* Extract:
Now O’Keefe has trained his cameras on “ballot harvesting,” in which third parties collect mail-in ballots and deliver them to election officials. While illegal in some states, it is legal in California and other states. The individual collecting the ballots can even be a paid campaign worker for someone who is on the ballot. So-called ballot brokers will target certain communities, apartment complexes, or nursing homes to collect votes for their political party.

O’Keefe has uncovered what appears to be a massive ongoing voter-fraud scheme in Minneapolis. It is linked to the political machine of Ilhan Omar, the congresswoman from Minnesota’s fifth district (Minneapolis) and a close ally of Alexandria Ocasio-Cortez in the U.S. House.

Omar was first elected in 2018 and quickly became a controversial figure, rebuked for her anti-Semitic remarks and accused of shady campaign spending and having committed immigration fraud by marrying her brother. In 2020, she was challenged by Antone Melton-Meaux, a lawyer who promised to pay less attention to national progressive politics and who ran on the campaign slogan “Focused on the Fifth.” He was endorsed by the Minneapolis Star Tribune editorial board and former Minneapolis NAACP president Nekima Levy-Armstrong.

Melton-Meaux wound up losing in the August Democratic primary, 57 percent to 39 percent.

* Entries provided:
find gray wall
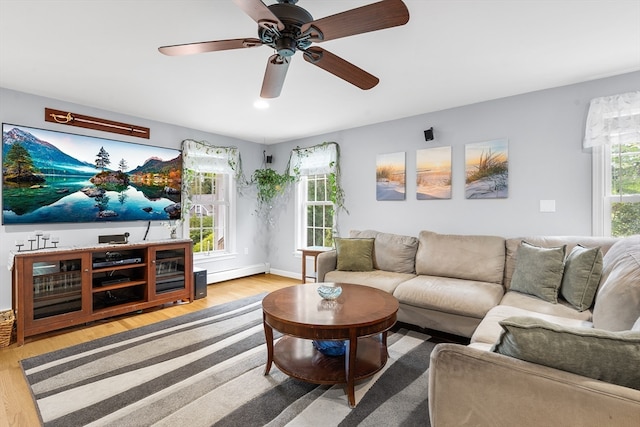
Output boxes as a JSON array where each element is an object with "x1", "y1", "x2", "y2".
[
  {"x1": 0, "y1": 72, "x2": 640, "y2": 309},
  {"x1": 0, "y1": 88, "x2": 267, "y2": 310},
  {"x1": 269, "y1": 72, "x2": 640, "y2": 278}
]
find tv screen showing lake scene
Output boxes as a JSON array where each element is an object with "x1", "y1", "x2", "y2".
[{"x1": 2, "y1": 123, "x2": 182, "y2": 225}]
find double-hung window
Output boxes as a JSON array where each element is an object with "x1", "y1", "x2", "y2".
[
  {"x1": 584, "y1": 91, "x2": 640, "y2": 237},
  {"x1": 182, "y1": 140, "x2": 241, "y2": 257},
  {"x1": 289, "y1": 143, "x2": 339, "y2": 248},
  {"x1": 189, "y1": 171, "x2": 231, "y2": 254}
]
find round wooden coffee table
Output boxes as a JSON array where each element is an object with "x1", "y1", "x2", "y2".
[{"x1": 262, "y1": 283, "x2": 398, "y2": 407}]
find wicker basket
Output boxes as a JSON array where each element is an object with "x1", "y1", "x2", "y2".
[{"x1": 0, "y1": 310, "x2": 15, "y2": 348}]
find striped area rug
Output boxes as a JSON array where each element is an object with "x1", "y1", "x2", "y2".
[{"x1": 21, "y1": 295, "x2": 435, "y2": 427}]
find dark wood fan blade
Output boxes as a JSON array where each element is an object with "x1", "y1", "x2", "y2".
[
  {"x1": 158, "y1": 39, "x2": 262, "y2": 56},
  {"x1": 303, "y1": 46, "x2": 380, "y2": 90},
  {"x1": 233, "y1": 0, "x2": 284, "y2": 30},
  {"x1": 260, "y1": 54, "x2": 290, "y2": 98},
  {"x1": 300, "y1": 0, "x2": 409, "y2": 42}
]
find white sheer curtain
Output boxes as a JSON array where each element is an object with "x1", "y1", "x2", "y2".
[
  {"x1": 288, "y1": 142, "x2": 338, "y2": 177},
  {"x1": 582, "y1": 91, "x2": 640, "y2": 148},
  {"x1": 182, "y1": 139, "x2": 242, "y2": 180}
]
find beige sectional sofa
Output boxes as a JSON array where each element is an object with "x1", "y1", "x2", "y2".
[{"x1": 318, "y1": 230, "x2": 640, "y2": 427}]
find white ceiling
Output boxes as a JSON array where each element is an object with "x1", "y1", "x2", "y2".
[{"x1": 0, "y1": 0, "x2": 640, "y2": 144}]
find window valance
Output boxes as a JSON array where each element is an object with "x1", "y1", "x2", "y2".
[
  {"x1": 582, "y1": 91, "x2": 640, "y2": 148},
  {"x1": 182, "y1": 139, "x2": 244, "y2": 183},
  {"x1": 287, "y1": 142, "x2": 339, "y2": 177}
]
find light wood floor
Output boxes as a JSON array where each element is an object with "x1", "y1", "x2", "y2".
[{"x1": 0, "y1": 274, "x2": 301, "y2": 427}]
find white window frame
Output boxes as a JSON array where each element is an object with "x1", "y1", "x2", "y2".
[
  {"x1": 592, "y1": 145, "x2": 640, "y2": 236},
  {"x1": 182, "y1": 139, "x2": 242, "y2": 261},
  {"x1": 295, "y1": 173, "x2": 337, "y2": 248},
  {"x1": 183, "y1": 172, "x2": 236, "y2": 259}
]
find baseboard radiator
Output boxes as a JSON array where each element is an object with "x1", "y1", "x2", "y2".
[{"x1": 202, "y1": 264, "x2": 269, "y2": 283}]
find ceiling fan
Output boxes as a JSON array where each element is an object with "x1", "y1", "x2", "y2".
[{"x1": 158, "y1": 0, "x2": 409, "y2": 98}]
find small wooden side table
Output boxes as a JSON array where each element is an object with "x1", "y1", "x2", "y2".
[{"x1": 298, "y1": 246, "x2": 331, "y2": 283}]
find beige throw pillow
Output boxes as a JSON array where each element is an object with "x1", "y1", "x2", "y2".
[
  {"x1": 560, "y1": 245, "x2": 602, "y2": 311},
  {"x1": 335, "y1": 237, "x2": 373, "y2": 271},
  {"x1": 511, "y1": 241, "x2": 567, "y2": 304}
]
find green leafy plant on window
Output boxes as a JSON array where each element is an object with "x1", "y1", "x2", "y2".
[
  {"x1": 287, "y1": 142, "x2": 349, "y2": 213},
  {"x1": 251, "y1": 168, "x2": 295, "y2": 223}
]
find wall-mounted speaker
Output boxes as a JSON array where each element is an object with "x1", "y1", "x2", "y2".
[{"x1": 424, "y1": 127, "x2": 433, "y2": 141}]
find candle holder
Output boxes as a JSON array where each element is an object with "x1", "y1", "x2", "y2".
[{"x1": 15, "y1": 231, "x2": 60, "y2": 252}]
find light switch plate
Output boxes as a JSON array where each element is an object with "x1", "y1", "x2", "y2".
[{"x1": 540, "y1": 200, "x2": 556, "y2": 212}]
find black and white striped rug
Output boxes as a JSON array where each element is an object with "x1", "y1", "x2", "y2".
[{"x1": 21, "y1": 295, "x2": 435, "y2": 427}]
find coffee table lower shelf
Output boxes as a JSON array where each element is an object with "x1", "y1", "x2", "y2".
[{"x1": 273, "y1": 334, "x2": 388, "y2": 384}]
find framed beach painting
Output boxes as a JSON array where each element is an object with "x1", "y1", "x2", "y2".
[
  {"x1": 465, "y1": 139, "x2": 509, "y2": 199},
  {"x1": 376, "y1": 152, "x2": 406, "y2": 200},
  {"x1": 416, "y1": 146, "x2": 451, "y2": 200}
]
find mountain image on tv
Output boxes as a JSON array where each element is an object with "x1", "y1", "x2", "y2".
[{"x1": 2, "y1": 124, "x2": 182, "y2": 224}]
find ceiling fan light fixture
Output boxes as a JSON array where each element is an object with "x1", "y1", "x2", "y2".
[
  {"x1": 159, "y1": 0, "x2": 409, "y2": 98},
  {"x1": 253, "y1": 98, "x2": 269, "y2": 110}
]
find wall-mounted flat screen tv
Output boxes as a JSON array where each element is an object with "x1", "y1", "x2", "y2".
[{"x1": 2, "y1": 123, "x2": 182, "y2": 225}]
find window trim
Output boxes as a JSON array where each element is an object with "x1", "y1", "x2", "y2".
[
  {"x1": 294, "y1": 173, "x2": 337, "y2": 253},
  {"x1": 182, "y1": 172, "x2": 237, "y2": 262},
  {"x1": 591, "y1": 144, "x2": 640, "y2": 236}
]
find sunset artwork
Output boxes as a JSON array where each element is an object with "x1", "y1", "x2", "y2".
[
  {"x1": 376, "y1": 152, "x2": 406, "y2": 200},
  {"x1": 465, "y1": 139, "x2": 509, "y2": 199},
  {"x1": 416, "y1": 146, "x2": 451, "y2": 200}
]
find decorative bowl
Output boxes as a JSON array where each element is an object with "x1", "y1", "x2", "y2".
[
  {"x1": 318, "y1": 285, "x2": 342, "y2": 300},
  {"x1": 313, "y1": 340, "x2": 347, "y2": 356}
]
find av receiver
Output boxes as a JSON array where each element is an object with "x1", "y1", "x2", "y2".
[{"x1": 93, "y1": 257, "x2": 142, "y2": 268}]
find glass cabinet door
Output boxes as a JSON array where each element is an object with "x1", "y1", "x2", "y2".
[
  {"x1": 154, "y1": 248, "x2": 186, "y2": 294},
  {"x1": 32, "y1": 258, "x2": 82, "y2": 320}
]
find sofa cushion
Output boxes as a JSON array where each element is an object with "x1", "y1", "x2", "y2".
[
  {"x1": 471, "y1": 304, "x2": 593, "y2": 345},
  {"x1": 393, "y1": 275, "x2": 503, "y2": 319},
  {"x1": 324, "y1": 270, "x2": 415, "y2": 294},
  {"x1": 492, "y1": 317, "x2": 640, "y2": 390},
  {"x1": 593, "y1": 235, "x2": 640, "y2": 331},
  {"x1": 560, "y1": 245, "x2": 602, "y2": 311},
  {"x1": 349, "y1": 230, "x2": 418, "y2": 274},
  {"x1": 416, "y1": 231, "x2": 505, "y2": 284},
  {"x1": 500, "y1": 291, "x2": 592, "y2": 321},
  {"x1": 503, "y1": 236, "x2": 620, "y2": 289},
  {"x1": 511, "y1": 241, "x2": 566, "y2": 304},
  {"x1": 334, "y1": 237, "x2": 373, "y2": 271}
]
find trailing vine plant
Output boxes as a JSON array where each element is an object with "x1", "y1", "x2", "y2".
[
  {"x1": 251, "y1": 168, "x2": 295, "y2": 226},
  {"x1": 182, "y1": 139, "x2": 249, "y2": 241},
  {"x1": 285, "y1": 142, "x2": 349, "y2": 214}
]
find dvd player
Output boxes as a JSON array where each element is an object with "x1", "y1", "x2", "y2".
[
  {"x1": 93, "y1": 274, "x2": 130, "y2": 286},
  {"x1": 93, "y1": 257, "x2": 142, "y2": 268}
]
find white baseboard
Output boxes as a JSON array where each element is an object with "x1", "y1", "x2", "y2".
[
  {"x1": 207, "y1": 264, "x2": 269, "y2": 284},
  {"x1": 269, "y1": 268, "x2": 302, "y2": 282}
]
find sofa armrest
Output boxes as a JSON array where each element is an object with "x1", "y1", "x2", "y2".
[
  {"x1": 316, "y1": 249, "x2": 338, "y2": 282},
  {"x1": 429, "y1": 344, "x2": 640, "y2": 427}
]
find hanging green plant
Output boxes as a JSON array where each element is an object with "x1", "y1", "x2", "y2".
[{"x1": 251, "y1": 169, "x2": 295, "y2": 204}]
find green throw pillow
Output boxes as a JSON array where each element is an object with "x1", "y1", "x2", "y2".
[
  {"x1": 510, "y1": 241, "x2": 567, "y2": 304},
  {"x1": 492, "y1": 316, "x2": 640, "y2": 390},
  {"x1": 560, "y1": 245, "x2": 602, "y2": 311},
  {"x1": 334, "y1": 237, "x2": 374, "y2": 271}
]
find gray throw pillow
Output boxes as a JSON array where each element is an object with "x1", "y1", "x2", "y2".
[
  {"x1": 491, "y1": 316, "x2": 640, "y2": 390},
  {"x1": 510, "y1": 241, "x2": 567, "y2": 304},
  {"x1": 560, "y1": 245, "x2": 602, "y2": 311},
  {"x1": 334, "y1": 237, "x2": 374, "y2": 271}
]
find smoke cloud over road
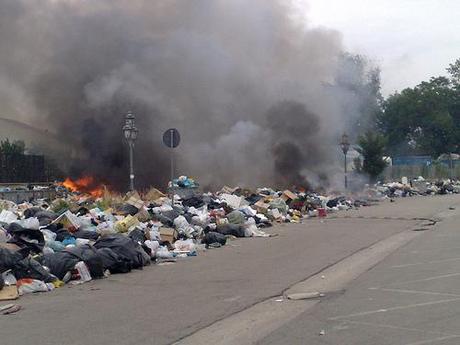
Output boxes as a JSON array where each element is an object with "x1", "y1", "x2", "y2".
[{"x1": 0, "y1": 0, "x2": 376, "y2": 189}]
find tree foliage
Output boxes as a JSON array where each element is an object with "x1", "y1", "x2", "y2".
[
  {"x1": 357, "y1": 130, "x2": 387, "y2": 181},
  {"x1": 378, "y1": 59, "x2": 460, "y2": 157},
  {"x1": 335, "y1": 53, "x2": 383, "y2": 136}
]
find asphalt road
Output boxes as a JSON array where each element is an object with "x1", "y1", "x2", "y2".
[
  {"x1": 257, "y1": 196, "x2": 460, "y2": 345},
  {"x1": 0, "y1": 196, "x2": 460, "y2": 345}
]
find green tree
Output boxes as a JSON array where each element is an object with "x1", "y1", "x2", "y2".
[
  {"x1": 357, "y1": 130, "x2": 387, "y2": 181},
  {"x1": 333, "y1": 53, "x2": 383, "y2": 136},
  {"x1": 378, "y1": 68, "x2": 460, "y2": 157}
]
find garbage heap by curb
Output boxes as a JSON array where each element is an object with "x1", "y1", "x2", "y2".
[{"x1": 0, "y1": 177, "x2": 460, "y2": 300}]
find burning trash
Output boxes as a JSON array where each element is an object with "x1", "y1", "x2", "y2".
[
  {"x1": 62, "y1": 176, "x2": 105, "y2": 198},
  {"x1": 0, "y1": 177, "x2": 460, "y2": 300}
]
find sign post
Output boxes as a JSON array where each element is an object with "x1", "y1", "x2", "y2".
[{"x1": 163, "y1": 128, "x2": 180, "y2": 206}]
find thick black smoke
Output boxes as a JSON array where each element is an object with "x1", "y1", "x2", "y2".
[{"x1": 0, "y1": 0, "x2": 378, "y2": 189}]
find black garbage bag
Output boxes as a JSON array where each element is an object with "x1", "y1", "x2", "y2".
[
  {"x1": 24, "y1": 207, "x2": 42, "y2": 218},
  {"x1": 216, "y1": 224, "x2": 245, "y2": 237},
  {"x1": 0, "y1": 248, "x2": 27, "y2": 274},
  {"x1": 42, "y1": 250, "x2": 81, "y2": 280},
  {"x1": 71, "y1": 229, "x2": 100, "y2": 241},
  {"x1": 66, "y1": 244, "x2": 104, "y2": 278},
  {"x1": 56, "y1": 229, "x2": 73, "y2": 242},
  {"x1": 97, "y1": 248, "x2": 131, "y2": 274},
  {"x1": 34, "y1": 210, "x2": 58, "y2": 226},
  {"x1": 201, "y1": 231, "x2": 227, "y2": 246},
  {"x1": 182, "y1": 195, "x2": 205, "y2": 208},
  {"x1": 94, "y1": 234, "x2": 150, "y2": 268},
  {"x1": 12, "y1": 257, "x2": 56, "y2": 283},
  {"x1": 42, "y1": 245, "x2": 104, "y2": 279},
  {"x1": 128, "y1": 228, "x2": 146, "y2": 245},
  {"x1": 117, "y1": 204, "x2": 139, "y2": 217},
  {"x1": 8, "y1": 223, "x2": 45, "y2": 254}
]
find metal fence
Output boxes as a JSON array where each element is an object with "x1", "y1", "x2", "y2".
[{"x1": 383, "y1": 161, "x2": 460, "y2": 181}]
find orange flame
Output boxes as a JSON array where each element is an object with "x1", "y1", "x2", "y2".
[{"x1": 62, "y1": 176, "x2": 104, "y2": 198}]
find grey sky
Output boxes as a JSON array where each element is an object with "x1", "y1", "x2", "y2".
[{"x1": 306, "y1": 0, "x2": 460, "y2": 95}]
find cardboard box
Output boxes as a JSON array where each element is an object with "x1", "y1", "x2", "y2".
[{"x1": 160, "y1": 228, "x2": 176, "y2": 244}]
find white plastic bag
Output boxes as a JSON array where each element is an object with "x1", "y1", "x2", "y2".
[
  {"x1": 15, "y1": 217, "x2": 40, "y2": 230},
  {"x1": 174, "y1": 239, "x2": 196, "y2": 252},
  {"x1": 17, "y1": 278, "x2": 54, "y2": 296},
  {"x1": 71, "y1": 261, "x2": 91, "y2": 284},
  {"x1": 0, "y1": 210, "x2": 18, "y2": 224}
]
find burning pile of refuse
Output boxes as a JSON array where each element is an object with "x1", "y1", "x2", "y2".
[
  {"x1": 0, "y1": 177, "x2": 360, "y2": 300},
  {"x1": 0, "y1": 176, "x2": 460, "y2": 300}
]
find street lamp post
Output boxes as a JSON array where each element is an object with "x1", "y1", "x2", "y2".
[
  {"x1": 123, "y1": 111, "x2": 139, "y2": 191},
  {"x1": 340, "y1": 133, "x2": 350, "y2": 189}
]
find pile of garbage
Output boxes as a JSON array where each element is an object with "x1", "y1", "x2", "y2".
[
  {"x1": 368, "y1": 176, "x2": 460, "y2": 198},
  {"x1": 0, "y1": 177, "x2": 460, "y2": 300},
  {"x1": 0, "y1": 177, "x2": 356, "y2": 300}
]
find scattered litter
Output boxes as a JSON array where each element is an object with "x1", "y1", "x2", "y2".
[
  {"x1": 2, "y1": 304, "x2": 22, "y2": 315},
  {"x1": 0, "y1": 176, "x2": 460, "y2": 302}
]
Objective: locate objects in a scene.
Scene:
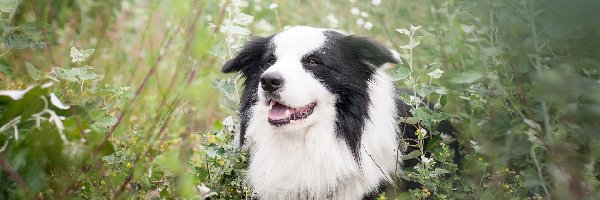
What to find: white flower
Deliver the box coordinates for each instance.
[350,7,360,15]
[254,19,275,33]
[440,133,452,141]
[421,156,433,165]
[50,93,70,110]
[356,18,365,26]
[360,12,369,18]
[269,3,279,10]
[410,24,421,32]
[427,69,444,79]
[233,13,254,26]
[396,28,410,35]
[365,22,373,30]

* What this exercise asks:
1. In the excerpt on ballot harvesting, what campaign slogan did Antone Melton-Meaux run on?
2. From the excerpt on ballot harvesting, write out the passage from "Now O’Keefe has" up to and including "the U.S. House.".
3. According to the excerpt on ballot harvesting, why did Ilhan Omar become a controversial figure after her 2018 election?

* Answer set:
1. "Focused on the Fifth."

2.
Now O’Keefe has trained his cameras on “ballot harvesting,” in which third parties collect mail-in ballots and deliver them to election officials. While illegal in some states, it is legal in California and other states. The individual collecting the ballots can even be a paid campaign worker for someone who is on the ballot. So-called ballot brokers will target certain communities, apartment complexes, or nursing homes to collect votes for their political party.

O’Keefe has uncovered what appears to be a massive ongoing voter-fraud scheme in Minneapolis. It is linked to the political machine of Ilhan Omar, the congresswoman from Minnesota’s fifth district (Minneapolis) and a close ally of Alexandria Ocasio-Cortez in the U.S. House.

3. She was rebuked for anti-Semitic remarks. She was also accused of shady campaign spending and of committing immigration fraud by marrying her brother.